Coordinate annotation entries
# # #
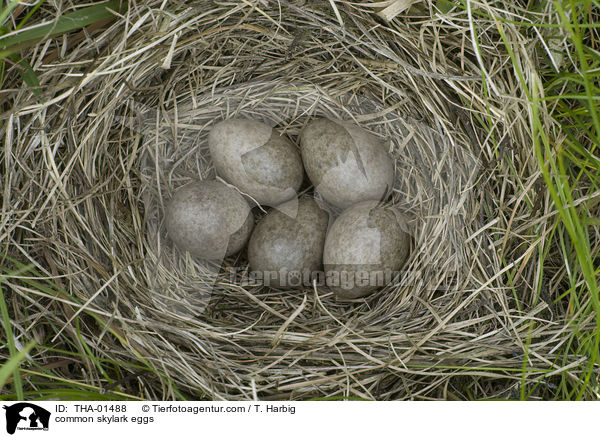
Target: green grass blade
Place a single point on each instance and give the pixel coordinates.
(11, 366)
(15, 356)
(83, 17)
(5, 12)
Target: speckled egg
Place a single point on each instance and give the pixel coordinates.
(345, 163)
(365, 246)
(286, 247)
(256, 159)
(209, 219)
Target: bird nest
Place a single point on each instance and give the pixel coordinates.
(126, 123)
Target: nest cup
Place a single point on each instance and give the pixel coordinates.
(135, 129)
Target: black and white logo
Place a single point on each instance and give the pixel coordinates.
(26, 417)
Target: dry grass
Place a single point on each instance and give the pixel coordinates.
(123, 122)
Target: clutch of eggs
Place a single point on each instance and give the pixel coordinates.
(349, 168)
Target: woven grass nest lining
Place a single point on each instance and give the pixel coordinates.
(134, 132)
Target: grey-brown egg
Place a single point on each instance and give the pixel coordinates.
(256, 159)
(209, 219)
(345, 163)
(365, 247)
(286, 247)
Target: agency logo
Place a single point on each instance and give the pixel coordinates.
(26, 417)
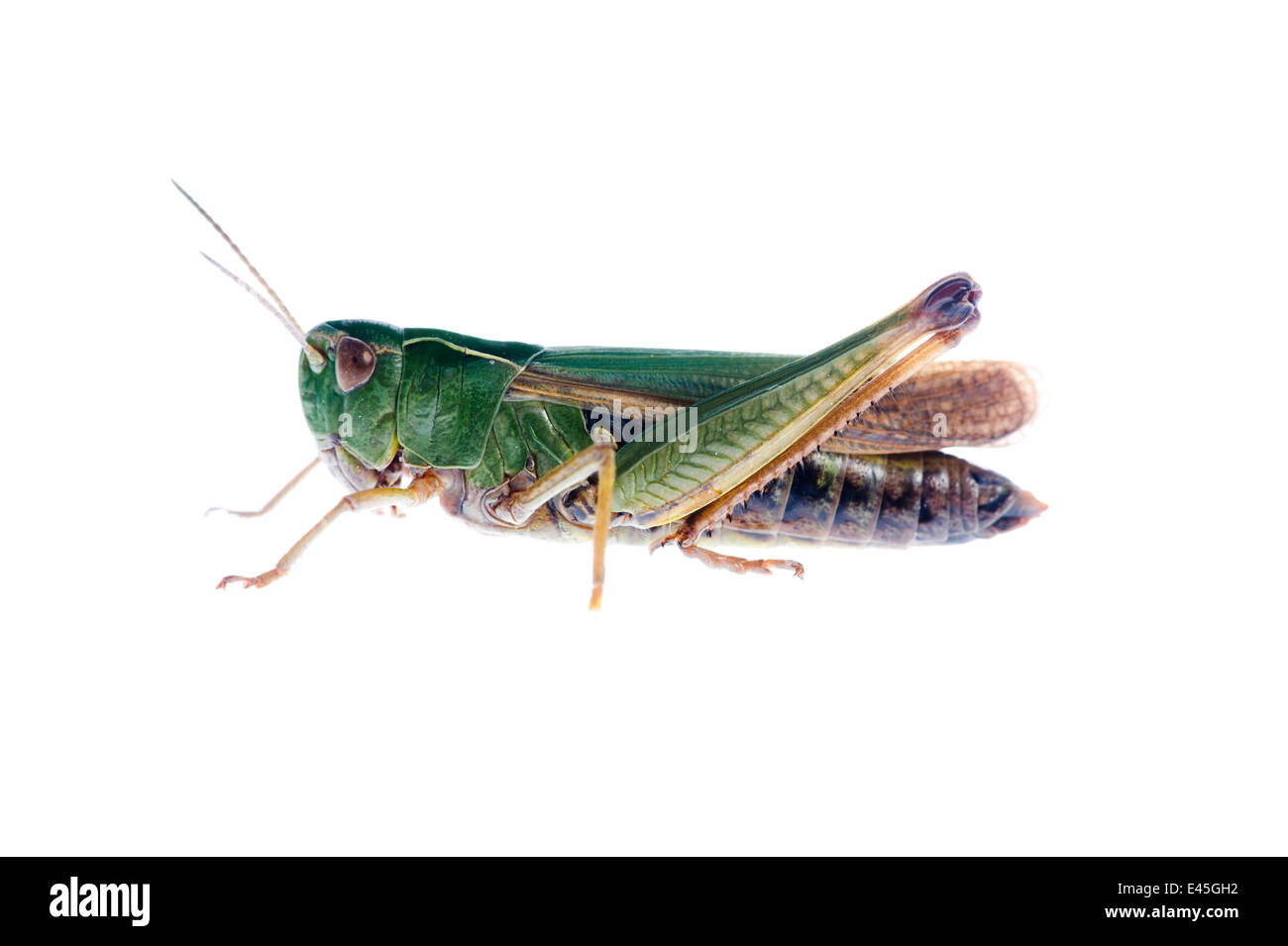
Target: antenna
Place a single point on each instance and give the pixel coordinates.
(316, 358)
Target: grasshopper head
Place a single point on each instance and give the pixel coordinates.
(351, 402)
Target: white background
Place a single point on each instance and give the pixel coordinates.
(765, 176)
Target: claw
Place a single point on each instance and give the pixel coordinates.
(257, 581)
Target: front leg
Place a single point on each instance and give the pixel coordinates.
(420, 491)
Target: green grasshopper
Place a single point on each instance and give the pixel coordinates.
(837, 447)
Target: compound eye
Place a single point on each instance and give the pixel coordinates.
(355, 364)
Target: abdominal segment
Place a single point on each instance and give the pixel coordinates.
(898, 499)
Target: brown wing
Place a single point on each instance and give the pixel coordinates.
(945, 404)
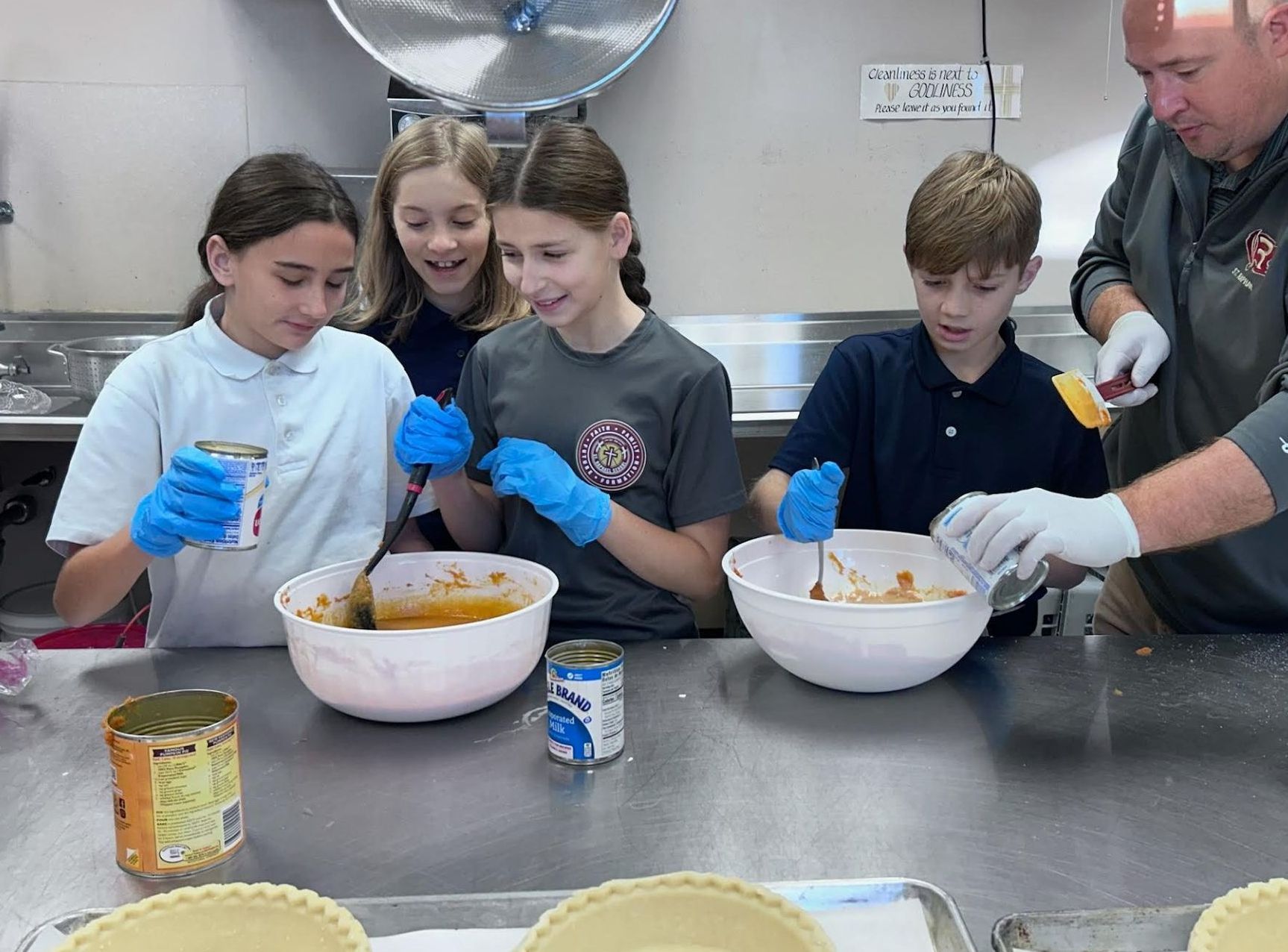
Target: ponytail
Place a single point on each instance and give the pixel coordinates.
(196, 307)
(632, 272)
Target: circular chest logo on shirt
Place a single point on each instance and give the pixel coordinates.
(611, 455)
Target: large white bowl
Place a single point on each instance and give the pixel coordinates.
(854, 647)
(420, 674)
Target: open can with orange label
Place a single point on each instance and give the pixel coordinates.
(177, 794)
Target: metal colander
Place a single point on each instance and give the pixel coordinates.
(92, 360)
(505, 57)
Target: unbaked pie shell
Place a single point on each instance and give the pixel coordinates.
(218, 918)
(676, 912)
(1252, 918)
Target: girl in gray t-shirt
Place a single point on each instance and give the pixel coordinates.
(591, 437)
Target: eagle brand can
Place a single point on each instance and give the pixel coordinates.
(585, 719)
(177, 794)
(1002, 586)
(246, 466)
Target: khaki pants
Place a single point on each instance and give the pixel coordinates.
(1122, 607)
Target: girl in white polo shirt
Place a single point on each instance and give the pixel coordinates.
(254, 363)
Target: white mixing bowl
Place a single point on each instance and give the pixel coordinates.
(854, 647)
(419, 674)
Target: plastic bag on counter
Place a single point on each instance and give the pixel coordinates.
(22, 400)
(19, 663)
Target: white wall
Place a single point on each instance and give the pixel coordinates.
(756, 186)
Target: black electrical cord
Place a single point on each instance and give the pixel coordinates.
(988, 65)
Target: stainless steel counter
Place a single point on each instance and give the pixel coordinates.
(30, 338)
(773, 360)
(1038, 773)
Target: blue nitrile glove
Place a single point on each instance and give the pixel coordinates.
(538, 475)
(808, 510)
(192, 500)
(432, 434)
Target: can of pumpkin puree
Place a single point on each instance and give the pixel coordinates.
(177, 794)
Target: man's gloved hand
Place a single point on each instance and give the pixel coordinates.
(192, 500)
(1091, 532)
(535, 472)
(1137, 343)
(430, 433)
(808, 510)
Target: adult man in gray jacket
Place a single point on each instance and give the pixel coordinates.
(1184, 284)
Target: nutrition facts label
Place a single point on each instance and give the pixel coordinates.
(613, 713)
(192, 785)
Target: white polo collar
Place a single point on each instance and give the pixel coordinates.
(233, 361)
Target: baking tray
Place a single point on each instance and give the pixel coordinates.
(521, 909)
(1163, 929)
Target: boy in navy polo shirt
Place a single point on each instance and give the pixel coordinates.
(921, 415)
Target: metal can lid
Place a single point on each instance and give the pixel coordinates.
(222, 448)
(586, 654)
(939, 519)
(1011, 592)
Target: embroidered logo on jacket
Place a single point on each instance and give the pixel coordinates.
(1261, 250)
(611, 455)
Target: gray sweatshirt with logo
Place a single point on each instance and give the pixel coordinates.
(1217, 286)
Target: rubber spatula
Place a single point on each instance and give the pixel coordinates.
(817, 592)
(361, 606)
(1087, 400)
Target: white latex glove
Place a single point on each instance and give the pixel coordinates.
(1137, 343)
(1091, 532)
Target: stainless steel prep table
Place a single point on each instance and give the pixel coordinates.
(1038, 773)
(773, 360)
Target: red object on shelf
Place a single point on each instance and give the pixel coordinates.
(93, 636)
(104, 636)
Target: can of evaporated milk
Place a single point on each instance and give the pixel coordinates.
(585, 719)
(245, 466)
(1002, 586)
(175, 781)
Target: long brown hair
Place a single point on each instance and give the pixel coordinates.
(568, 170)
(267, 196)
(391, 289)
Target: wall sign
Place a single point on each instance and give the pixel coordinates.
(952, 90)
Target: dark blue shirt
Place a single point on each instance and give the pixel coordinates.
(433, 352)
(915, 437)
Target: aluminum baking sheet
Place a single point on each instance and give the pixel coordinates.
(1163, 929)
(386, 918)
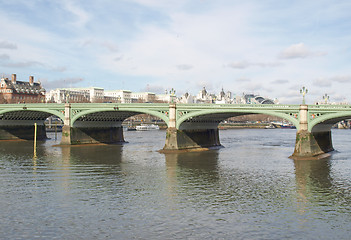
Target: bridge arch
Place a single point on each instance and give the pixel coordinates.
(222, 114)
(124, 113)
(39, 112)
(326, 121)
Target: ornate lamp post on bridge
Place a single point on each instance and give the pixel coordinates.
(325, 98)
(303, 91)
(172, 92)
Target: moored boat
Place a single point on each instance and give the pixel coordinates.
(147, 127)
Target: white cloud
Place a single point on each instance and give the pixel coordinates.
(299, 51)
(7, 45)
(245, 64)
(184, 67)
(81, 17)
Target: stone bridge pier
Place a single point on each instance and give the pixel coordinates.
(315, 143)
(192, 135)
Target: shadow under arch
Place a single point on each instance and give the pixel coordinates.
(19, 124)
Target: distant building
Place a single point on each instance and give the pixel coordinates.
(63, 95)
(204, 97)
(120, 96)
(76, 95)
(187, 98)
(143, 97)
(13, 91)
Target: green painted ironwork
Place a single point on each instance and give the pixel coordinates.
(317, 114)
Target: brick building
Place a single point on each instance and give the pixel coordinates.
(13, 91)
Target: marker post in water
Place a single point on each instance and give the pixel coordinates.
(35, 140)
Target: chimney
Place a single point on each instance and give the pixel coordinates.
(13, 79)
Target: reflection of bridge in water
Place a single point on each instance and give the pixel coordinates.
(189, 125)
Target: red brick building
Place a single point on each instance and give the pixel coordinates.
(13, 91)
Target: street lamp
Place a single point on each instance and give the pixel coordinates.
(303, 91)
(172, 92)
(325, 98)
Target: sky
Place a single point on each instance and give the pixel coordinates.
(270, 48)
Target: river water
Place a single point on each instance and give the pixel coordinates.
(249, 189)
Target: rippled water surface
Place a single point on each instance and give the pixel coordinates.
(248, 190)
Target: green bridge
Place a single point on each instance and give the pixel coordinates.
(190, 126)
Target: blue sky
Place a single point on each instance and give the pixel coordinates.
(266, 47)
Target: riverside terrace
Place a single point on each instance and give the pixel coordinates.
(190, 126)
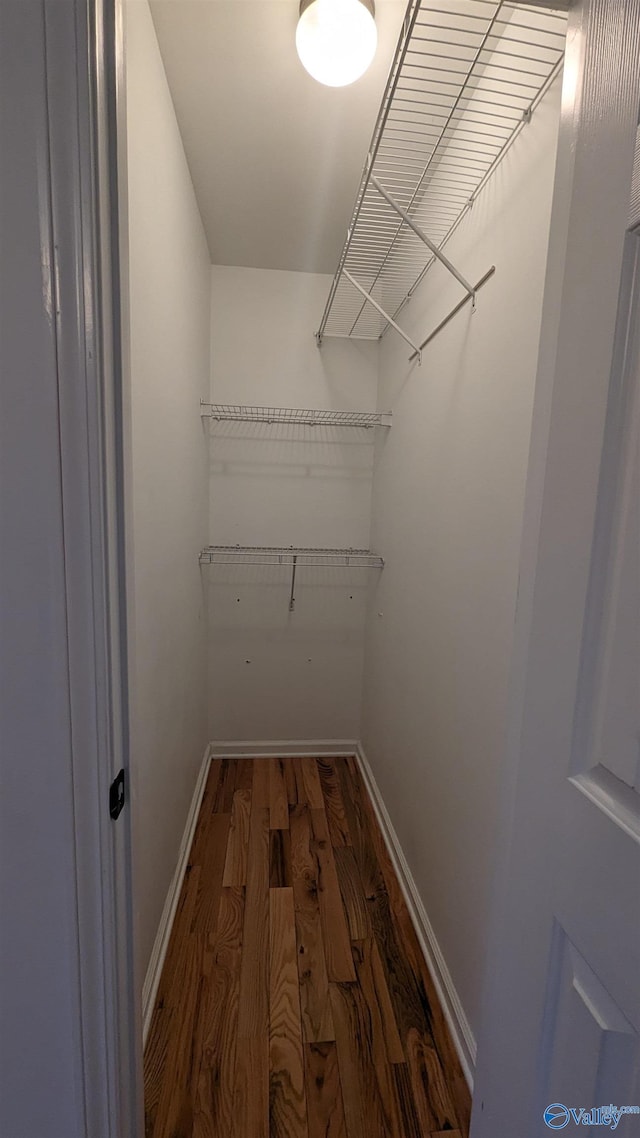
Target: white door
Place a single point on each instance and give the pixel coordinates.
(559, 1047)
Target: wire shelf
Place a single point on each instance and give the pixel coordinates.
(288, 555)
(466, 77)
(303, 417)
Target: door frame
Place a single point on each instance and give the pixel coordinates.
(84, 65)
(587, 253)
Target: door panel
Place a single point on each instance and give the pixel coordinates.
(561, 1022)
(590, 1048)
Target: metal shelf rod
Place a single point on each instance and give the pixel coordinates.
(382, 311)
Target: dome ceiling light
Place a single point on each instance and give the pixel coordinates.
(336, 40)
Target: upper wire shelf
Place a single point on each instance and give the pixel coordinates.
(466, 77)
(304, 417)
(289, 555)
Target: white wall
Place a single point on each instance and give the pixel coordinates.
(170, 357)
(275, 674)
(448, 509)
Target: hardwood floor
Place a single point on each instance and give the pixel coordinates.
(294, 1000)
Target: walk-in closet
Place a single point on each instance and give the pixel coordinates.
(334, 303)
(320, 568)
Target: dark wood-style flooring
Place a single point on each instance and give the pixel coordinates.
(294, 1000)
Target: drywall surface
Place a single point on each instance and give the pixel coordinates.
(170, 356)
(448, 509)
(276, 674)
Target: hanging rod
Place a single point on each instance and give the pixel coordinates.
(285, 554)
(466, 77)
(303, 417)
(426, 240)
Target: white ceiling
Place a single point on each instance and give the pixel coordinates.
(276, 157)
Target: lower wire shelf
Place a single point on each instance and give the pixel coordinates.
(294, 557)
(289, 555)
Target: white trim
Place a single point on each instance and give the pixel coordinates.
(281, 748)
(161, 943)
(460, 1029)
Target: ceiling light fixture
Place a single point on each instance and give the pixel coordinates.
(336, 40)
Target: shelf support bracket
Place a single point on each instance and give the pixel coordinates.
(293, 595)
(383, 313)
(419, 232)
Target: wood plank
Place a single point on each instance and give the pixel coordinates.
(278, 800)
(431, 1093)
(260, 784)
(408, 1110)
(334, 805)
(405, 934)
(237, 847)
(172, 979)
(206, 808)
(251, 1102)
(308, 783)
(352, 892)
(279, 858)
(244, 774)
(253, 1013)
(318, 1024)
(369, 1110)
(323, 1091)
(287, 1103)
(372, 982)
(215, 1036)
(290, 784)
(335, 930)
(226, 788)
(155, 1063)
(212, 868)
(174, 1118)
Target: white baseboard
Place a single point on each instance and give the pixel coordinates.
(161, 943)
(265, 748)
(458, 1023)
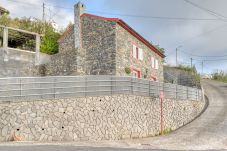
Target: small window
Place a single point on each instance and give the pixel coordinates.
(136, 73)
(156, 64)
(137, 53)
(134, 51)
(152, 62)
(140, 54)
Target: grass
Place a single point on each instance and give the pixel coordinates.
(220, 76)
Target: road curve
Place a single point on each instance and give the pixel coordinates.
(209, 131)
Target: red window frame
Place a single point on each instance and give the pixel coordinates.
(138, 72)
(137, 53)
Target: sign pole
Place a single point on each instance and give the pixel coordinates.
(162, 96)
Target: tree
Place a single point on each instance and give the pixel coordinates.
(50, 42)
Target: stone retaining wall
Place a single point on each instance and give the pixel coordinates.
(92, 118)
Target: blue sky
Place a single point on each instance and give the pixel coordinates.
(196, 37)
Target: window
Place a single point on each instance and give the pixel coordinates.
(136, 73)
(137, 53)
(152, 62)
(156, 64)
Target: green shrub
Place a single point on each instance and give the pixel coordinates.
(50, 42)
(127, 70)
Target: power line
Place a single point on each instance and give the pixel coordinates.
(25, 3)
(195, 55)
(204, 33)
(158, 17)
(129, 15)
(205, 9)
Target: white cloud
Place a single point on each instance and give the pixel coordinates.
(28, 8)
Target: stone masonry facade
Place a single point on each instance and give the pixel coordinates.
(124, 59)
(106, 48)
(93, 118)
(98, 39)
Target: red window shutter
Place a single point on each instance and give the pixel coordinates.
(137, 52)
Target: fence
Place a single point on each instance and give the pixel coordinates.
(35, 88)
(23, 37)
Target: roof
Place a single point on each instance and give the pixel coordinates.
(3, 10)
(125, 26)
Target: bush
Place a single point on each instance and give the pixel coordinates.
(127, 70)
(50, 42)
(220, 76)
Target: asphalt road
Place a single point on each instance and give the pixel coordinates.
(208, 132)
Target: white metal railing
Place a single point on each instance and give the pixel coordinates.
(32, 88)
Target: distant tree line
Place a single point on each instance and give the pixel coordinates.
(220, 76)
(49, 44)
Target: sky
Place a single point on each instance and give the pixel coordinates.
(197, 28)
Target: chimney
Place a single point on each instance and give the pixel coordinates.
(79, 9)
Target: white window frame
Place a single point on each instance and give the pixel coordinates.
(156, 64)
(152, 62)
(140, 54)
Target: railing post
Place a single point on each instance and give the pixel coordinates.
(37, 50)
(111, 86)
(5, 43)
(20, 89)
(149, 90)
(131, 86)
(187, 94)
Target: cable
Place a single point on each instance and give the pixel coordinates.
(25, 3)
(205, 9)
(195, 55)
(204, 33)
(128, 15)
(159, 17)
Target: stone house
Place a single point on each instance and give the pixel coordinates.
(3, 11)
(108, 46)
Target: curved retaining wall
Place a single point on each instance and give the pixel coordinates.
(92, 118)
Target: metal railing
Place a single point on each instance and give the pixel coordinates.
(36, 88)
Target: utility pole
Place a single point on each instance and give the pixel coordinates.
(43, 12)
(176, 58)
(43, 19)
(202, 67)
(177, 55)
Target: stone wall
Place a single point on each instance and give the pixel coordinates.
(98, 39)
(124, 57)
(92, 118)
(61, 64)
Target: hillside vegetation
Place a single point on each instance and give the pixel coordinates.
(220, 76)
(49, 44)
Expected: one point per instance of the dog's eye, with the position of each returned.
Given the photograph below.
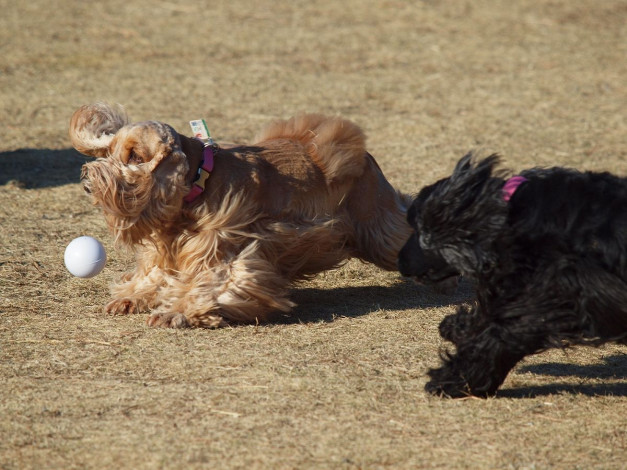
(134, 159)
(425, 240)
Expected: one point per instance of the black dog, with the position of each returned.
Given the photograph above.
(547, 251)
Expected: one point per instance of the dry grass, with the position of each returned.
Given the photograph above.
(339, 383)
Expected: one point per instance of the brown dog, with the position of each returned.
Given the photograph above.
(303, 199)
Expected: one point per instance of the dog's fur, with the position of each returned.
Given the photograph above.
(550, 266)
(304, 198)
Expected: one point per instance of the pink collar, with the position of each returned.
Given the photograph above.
# # #
WHAT TO PRODUCE: Output only the lines running from the line with "Target: utility pole" through the last line of the entries above, inclusive, with pictures excluded.

ANSWER TO THIS PROBLEM:
Target: utility pole
Place a single point on each instance and give the pixel coordinates.
(43, 12)
(176, 58)
(43, 19)
(202, 67)
(177, 55)
Target: stone wall
Place a single point on each instance and give the pixel coordinates.
(98, 39)
(124, 57)
(92, 118)
(61, 64)
Target: hillside vegetation
Place a single point on each instance and give the pixel coordinates.
(220, 76)
(49, 44)
Expected: one point per instance of the dog's eye, with the position of each returned.
Given the photograph below.
(134, 159)
(425, 240)
Expected: one point per instance of the black dog, with the position of each returned.
Given the photograph above.
(547, 251)
Expected: one point per instance of the dry grass, with the position of each returned.
Given the photograph above.
(339, 383)
Expected: one point per instance of the brown dog, with the position of each returned.
Given the photograph above.
(303, 199)
Expected: one point per instance of the dog's fur, with the position of each returned.
Given the photograph above.
(550, 266)
(304, 198)
Expected: one point per instance of the pink collar, with the position of each returned.
Given the photograph above.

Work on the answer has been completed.